=== DATA FOR THIS TASK ===
- - - - -
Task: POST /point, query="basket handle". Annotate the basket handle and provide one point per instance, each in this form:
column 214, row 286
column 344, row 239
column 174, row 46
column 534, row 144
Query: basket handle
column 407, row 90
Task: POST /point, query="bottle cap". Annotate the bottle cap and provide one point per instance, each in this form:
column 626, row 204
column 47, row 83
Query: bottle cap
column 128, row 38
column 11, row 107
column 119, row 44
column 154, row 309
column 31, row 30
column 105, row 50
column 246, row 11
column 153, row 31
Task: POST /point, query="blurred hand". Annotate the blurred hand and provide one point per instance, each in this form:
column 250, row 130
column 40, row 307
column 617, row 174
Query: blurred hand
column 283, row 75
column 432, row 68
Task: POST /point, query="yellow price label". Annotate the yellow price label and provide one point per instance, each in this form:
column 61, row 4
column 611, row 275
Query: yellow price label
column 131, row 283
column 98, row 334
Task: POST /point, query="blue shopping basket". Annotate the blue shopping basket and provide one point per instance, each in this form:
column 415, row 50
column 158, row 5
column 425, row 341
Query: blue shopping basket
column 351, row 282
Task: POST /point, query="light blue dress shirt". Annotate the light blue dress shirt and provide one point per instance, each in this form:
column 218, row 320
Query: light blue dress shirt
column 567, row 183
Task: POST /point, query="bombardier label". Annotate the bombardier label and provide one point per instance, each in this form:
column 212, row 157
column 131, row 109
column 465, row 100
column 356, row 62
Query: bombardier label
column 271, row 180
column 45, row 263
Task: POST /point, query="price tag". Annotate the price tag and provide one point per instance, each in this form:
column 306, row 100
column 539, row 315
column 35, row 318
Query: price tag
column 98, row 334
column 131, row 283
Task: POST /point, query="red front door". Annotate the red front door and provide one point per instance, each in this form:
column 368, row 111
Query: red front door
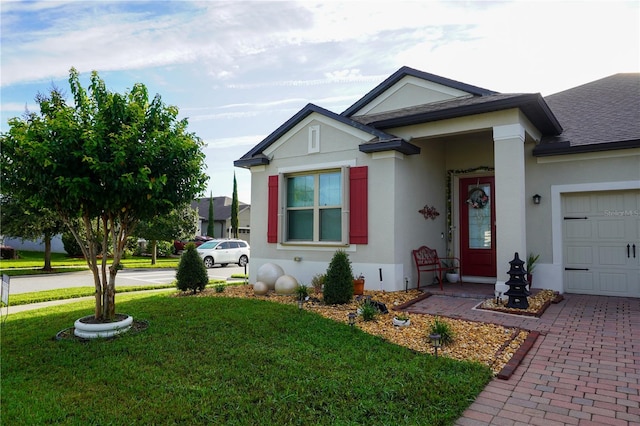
column 477, row 227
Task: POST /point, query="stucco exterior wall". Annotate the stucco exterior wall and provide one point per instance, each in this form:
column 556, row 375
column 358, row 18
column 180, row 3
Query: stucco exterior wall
column 289, row 154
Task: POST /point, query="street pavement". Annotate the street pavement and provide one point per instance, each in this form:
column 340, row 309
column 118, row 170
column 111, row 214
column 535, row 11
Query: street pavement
column 30, row 283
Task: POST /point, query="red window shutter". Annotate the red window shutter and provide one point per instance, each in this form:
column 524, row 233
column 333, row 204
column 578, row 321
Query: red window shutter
column 358, row 205
column 272, row 210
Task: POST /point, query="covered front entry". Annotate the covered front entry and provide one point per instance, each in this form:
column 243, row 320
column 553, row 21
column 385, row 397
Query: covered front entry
column 477, row 226
column 601, row 243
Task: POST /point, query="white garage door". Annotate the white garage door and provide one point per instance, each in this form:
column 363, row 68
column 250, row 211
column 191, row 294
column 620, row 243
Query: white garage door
column 601, row 240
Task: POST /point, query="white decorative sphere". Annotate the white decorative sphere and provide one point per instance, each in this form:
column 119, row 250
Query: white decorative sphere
column 269, row 274
column 260, row 288
column 286, row 284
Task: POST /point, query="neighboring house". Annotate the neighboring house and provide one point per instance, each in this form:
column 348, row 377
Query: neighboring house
column 425, row 160
column 222, row 217
column 34, row 245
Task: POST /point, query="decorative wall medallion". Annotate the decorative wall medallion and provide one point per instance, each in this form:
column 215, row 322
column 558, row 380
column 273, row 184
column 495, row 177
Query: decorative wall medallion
column 477, row 198
column 429, row 212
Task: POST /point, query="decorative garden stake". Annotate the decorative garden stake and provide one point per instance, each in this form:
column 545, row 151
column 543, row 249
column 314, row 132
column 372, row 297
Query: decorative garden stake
column 435, row 342
column 352, row 318
column 517, row 285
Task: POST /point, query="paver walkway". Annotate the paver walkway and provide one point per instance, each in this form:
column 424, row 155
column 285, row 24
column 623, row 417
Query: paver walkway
column 584, row 369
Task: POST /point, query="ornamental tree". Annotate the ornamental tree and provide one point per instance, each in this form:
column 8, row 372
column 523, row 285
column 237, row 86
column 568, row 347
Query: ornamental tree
column 106, row 160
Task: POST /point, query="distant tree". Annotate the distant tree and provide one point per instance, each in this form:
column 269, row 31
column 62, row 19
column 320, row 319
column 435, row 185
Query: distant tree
column 107, row 160
column 210, row 224
column 19, row 220
column 234, row 208
column 179, row 224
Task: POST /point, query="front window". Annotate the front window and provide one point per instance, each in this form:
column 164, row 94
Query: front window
column 314, row 207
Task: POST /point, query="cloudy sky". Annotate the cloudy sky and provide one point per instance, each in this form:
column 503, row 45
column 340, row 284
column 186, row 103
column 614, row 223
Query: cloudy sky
column 239, row 69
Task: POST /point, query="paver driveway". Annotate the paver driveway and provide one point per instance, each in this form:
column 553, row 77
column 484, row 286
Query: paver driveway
column 584, row 369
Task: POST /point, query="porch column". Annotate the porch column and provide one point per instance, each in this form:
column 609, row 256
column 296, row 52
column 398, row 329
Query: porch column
column 510, row 200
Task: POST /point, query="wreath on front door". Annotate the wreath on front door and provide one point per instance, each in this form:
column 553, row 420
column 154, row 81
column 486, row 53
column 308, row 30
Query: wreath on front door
column 477, row 198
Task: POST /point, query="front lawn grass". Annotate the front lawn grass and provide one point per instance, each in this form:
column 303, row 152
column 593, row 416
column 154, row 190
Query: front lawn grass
column 223, row 361
column 76, row 292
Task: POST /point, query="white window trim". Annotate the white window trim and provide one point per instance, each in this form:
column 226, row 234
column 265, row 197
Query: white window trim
column 283, row 174
column 314, row 139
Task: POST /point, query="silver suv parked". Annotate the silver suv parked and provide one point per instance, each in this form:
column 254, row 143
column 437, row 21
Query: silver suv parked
column 224, row 252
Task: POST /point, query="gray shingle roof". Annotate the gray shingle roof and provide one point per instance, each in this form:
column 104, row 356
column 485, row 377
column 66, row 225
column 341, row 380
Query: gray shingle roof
column 602, row 114
column 532, row 105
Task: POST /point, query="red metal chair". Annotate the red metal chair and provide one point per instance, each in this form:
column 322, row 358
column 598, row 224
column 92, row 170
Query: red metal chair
column 427, row 260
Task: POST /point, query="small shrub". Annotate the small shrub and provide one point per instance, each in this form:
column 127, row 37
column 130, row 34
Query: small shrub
column 443, row 329
column 338, row 282
column 191, row 274
column 302, row 292
column 164, row 248
column 402, row 316
column 317, row 282
column 368, row 310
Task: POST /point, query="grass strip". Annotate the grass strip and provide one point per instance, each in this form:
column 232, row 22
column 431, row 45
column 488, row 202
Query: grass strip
column 223, row 361
column 76, row 292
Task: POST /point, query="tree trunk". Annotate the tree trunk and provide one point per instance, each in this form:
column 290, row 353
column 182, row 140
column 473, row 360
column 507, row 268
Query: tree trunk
column 154, row 251
column 47, row 252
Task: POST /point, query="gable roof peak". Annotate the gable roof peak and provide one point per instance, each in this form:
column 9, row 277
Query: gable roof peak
column 412, row 72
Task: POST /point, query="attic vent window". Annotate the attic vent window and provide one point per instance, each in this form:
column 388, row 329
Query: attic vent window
column 314, row 139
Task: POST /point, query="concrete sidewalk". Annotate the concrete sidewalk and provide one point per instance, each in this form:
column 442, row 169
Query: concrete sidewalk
column 584, row 369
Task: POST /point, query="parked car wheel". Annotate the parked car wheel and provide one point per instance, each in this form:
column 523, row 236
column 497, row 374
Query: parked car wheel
column 208, row 262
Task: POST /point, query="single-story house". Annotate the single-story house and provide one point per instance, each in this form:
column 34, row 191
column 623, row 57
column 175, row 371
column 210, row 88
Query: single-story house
column 222, row 218
column 473, row 173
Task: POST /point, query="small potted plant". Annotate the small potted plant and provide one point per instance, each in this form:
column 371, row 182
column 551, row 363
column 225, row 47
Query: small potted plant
column 401, row 320
column 302, row 292
column 317, row 282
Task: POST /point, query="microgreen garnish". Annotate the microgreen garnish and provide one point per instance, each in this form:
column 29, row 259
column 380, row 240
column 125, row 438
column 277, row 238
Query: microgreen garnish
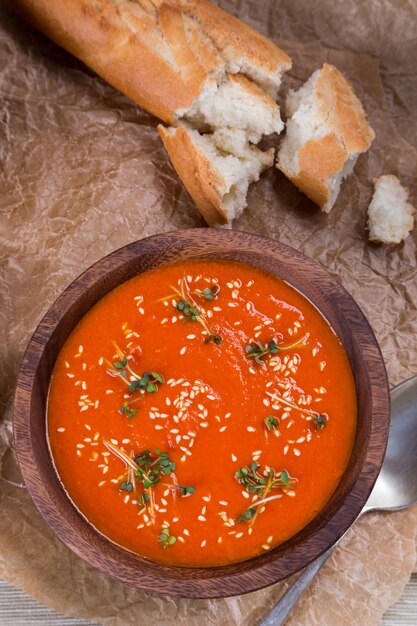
column 191, row 311
column 257, row 350
column 126, row 410
column 146, row 470
column 215, row 338
column 320, row 421
column 166, row 539
column 126, row 486
column 260, row 482
column 186, row 490
column 209, row 293
column 146, row 383
column 246, row 515
column 271, row 422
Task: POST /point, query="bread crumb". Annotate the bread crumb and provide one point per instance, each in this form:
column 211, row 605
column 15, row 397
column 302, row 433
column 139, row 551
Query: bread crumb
column 390, row 216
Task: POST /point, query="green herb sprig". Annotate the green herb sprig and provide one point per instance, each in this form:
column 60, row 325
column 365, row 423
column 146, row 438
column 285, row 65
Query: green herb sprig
column 166, row 539
column 260, row 482
column 147, row 382
column 319, row 421
column 190, row 310
column 145, row 471
column 271, row 422
column 258, row 351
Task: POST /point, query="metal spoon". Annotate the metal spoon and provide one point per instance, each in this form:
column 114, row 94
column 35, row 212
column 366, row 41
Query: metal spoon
column 395, row 488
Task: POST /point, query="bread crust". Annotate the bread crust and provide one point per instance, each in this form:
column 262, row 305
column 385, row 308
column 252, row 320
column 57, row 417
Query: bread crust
column 347, row 134
column 200, row 178
column 318, row 160
column 342, row 110
column 159, row 53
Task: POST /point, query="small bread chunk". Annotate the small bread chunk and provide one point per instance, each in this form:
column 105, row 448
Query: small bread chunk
column 390, row 216
column 216, row 180
column 326, row 131
column 236, row 103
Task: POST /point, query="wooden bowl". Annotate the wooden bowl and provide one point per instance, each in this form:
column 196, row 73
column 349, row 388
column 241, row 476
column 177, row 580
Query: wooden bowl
column 331, row 300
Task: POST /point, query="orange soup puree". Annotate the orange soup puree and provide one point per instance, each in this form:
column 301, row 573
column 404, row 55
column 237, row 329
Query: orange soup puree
column 201, row 413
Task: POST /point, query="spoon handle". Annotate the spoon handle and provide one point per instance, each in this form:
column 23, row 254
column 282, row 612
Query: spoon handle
column 286, row 603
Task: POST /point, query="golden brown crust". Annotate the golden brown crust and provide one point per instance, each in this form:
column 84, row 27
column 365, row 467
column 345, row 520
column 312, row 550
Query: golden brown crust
column 235, row 39
column 318, row 160
column 341, row 114
column 201, row 180
column 343, row 111
column 158, row 53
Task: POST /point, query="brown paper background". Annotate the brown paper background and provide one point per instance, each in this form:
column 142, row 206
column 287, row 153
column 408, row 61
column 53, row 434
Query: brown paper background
column 83, row 172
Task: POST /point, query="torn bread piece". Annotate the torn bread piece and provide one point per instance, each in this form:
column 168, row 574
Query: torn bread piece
column 160, row 53
column 217, row 180
column 390, row 216
column 235, row 103
column 327, row 130
column 187, row 62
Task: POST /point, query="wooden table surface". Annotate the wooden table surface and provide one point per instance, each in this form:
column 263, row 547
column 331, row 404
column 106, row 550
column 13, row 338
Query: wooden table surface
column 19, row 609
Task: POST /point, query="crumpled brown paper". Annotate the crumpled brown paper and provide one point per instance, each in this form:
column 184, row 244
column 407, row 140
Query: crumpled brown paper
column 84, row 172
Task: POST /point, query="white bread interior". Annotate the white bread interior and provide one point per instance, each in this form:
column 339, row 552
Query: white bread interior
column 236, row 103
column 216, row 178
column 326, row 132
column 390, row 216
column 187, row 62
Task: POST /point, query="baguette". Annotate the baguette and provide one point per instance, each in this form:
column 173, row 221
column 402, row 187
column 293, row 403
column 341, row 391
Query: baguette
column 326, row 132
column 185, row 61
column 216, row 179
column 390, row 216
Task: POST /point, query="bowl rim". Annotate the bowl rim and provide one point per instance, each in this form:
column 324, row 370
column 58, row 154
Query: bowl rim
column 62, row 515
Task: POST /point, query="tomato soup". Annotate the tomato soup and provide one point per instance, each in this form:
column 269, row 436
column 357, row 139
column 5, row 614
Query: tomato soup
column 201, row 413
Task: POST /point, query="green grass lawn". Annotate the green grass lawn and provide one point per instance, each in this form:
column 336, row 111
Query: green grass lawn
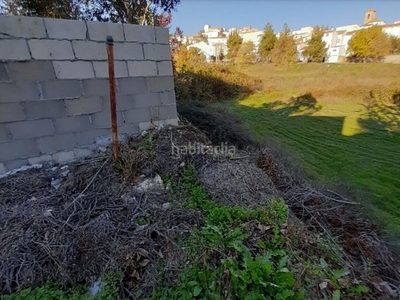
column 336, row 140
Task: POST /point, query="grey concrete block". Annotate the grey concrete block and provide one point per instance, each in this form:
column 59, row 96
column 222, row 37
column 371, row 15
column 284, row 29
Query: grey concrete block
column 4, row 134
column 31, row 70
column 99, row 30
column 167, row 112
column 132, row 85
column 157, row 52
column 164, row 68
column 31, row 129
column 73, row 69
column 173, row 122
column 22, row 27
column 141, row 34
column 65, row 29
column 51, row 49
column 130, row 129
column 89, row 137
column 162, row 35
column 83, row 106
column 14, row 50
column 55, row 143
column 168, row 98
column 72, row 124
column 18, row 150
column 40, row 159
column 60, row 89
column 142, row 68
column 96, row 87
column 130, row 51
column 138, row 115
column 16, row 164
column 101, row 69
column 11, row 112
column 146, row 99
column 44, row 109
column 124, row 102
column 19, row 91
column 160, row 83
column 4, row 77
column 82, row 153
column 103, row 120
column 2, row 169
column 89, row 50
column 63, row 157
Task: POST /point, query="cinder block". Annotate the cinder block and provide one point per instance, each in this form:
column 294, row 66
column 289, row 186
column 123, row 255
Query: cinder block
column 51, row 49
column 164, row 68
column 101, row 69
column 142, row 68
column 40, row 159
column 90, row 50
column 31, row 129
column 82, row 153
column 167, row 112
column 14, row 50
column 4, row 134
column 96, row 87
column 129, row 51
column 98, row 31
column 2, row 169
column 83, row 106
column 44, row 109
column 52, row 144
column 19, row 91
column 141, row 34
column 31, row 70
column 146, row 99
column 160, row 83
column 16, row 164
column 89, row 137
column 3, row 73
column 73, row 69
column 11, row 112
column 103, row 120
column 60, row 89
column 65, row 29
column 130, row 129
column 72, row 124
column 157, row 52
column 132, row 85
column 138, row 115
column 21, row 27
column 63, row 157
column 18, row 150
column 168, row 98
column 162, row 35
column 124, row 102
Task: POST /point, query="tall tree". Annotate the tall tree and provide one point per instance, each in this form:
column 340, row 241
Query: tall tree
column 145, row 12
column 233, row 43
column 315, row 50
column 267, row 42
column 284, row 53
column 370, row 44
column 246, row 54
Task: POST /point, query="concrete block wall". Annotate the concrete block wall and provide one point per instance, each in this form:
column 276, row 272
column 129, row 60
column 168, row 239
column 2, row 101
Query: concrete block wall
column 54, row 89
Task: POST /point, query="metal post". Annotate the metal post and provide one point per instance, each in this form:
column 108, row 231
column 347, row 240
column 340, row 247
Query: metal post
column 111, row 76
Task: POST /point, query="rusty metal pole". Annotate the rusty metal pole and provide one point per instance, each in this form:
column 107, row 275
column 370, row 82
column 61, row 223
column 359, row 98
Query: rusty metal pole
column 113, row 101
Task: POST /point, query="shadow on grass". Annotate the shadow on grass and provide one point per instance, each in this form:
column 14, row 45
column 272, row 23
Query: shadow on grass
column 367, row 161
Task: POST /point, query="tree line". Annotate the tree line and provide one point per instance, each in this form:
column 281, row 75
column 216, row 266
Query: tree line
column 144, row 12
column 370, row 44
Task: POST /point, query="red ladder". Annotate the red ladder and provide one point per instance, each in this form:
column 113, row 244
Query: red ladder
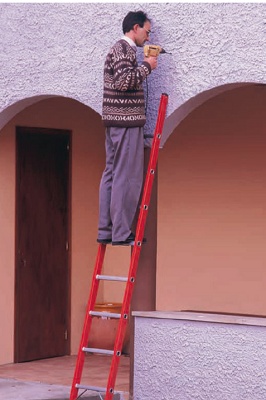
column 130, row 280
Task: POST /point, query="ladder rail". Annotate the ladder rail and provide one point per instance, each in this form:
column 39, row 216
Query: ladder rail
column 87, row 321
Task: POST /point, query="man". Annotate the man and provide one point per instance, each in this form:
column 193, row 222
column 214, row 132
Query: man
column 124, row 117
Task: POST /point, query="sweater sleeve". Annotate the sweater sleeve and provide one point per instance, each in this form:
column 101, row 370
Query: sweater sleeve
column 127, row 75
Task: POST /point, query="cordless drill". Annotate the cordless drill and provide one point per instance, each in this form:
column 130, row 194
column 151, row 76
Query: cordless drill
column 152, row 50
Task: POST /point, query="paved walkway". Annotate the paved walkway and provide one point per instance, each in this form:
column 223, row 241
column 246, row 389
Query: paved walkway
column 12, row 389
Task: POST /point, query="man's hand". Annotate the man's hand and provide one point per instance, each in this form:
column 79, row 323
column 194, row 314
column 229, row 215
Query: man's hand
column 152, row 61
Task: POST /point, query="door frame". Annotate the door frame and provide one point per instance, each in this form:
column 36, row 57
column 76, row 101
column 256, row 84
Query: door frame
column 48, row 131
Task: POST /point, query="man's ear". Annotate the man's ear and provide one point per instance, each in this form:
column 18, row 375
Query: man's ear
column 135, row 28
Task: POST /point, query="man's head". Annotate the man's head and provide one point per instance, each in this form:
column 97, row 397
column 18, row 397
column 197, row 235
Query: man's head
column 137, row 26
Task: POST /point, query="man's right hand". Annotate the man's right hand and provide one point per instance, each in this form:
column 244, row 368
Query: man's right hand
column 152, row 61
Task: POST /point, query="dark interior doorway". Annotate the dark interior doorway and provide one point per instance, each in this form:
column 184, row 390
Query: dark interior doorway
column 42, row 236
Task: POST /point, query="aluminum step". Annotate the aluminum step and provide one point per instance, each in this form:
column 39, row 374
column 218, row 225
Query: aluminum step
column 104, row 314
column 98, row 351
column 112, row 278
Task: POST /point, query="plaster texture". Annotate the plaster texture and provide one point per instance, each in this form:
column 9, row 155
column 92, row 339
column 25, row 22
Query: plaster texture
column 59, row 50
column 179, row 359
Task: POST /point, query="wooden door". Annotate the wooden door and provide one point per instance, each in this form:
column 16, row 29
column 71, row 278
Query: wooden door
column 42, row 260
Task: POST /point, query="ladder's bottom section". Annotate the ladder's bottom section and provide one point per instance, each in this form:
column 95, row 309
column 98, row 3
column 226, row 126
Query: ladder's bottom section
column 92, row 388
column 100, row 390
- - - - -
=== EXERCISE OBJECTIVE ===
Render the stretch of the listing from the line containing "Annotate the single-story" through the line containing "column 395, row 488" as a numbered list. Skip blank lines and leave out any pictures.

=== PROBLEM SOLUTION ===
1. Task: POST /point, query="single-story house". Annotate the single-story house and provide one point per instance, each in this form:
2. column 34, row 191
3. column 623, row 57
4. column 175, row 371
5. column 210, row 88
6. Query: single-story house
7. column 222, row 218
8. column 473, row 173
9. Task: POST /point, query="small potted plant". Annotate the small potted plant and provide one point per instance, each in this form:
10. column 371, row 182
11. column 551, row 363
12. column 225, row 47
13. Query: small potted plant
14. column 401, row 320
15. column 302, row 292
16. column 317, row 282
17. Task: POST /point, query="microgreen garnish". Annotate the microgreen garnish and provide one point per instance, each in this form:
18. column 29, row 259
19. column 380, row 240
20. column 125, row 438
21. column 277, row 238
22. Query: microgreen garnish
23. column 191, row 311
24. column 257, row 350
25. column 126, row 410
26. column 146, row 470
27. column 215, row 338
28. column 320, row 421
29. column 166, row 539
30. column 126, row 486
31. column 260, row 482
32. column 186, row 490
33. column 209, row 293
34. column 146, row 383
35. column 246, row 515
36. column 271, row 422
37. Task: POST /point, query="bread crumb". Annotate the bread crumb and provide one point per instance, each in this form:
38. column 211, row 605
39. column 15, row 397
40. column 302, row 433
41. column 139, row 551
42. Query: bread crumb
43. column 390, row 216
44. Task: POST /point, query="green herb sprig". Annotate the green herb sprig and provide one point per instance, each in this form:
45. column 60, row 325
46. column 365, row 423
47. column 146, row 438
48. column 285, row 65
49. Query: green herb sprig
50. column 166, row 539
51. column 260, row 482
52. column 147, row 382
53. column 319, row 421
54. column 190, row 310
55. column 145, row 471
56. column 271, row 422
57. column 258, row 351
58. Task: POST /point, query="metal spoon". Annotate the metal spoon and provide one point per instance, each in this form:
59. column 114, row 94
60. column 35, row 212
61. column 366, row 41
62. Query: metal spoon
63. column 395, row 488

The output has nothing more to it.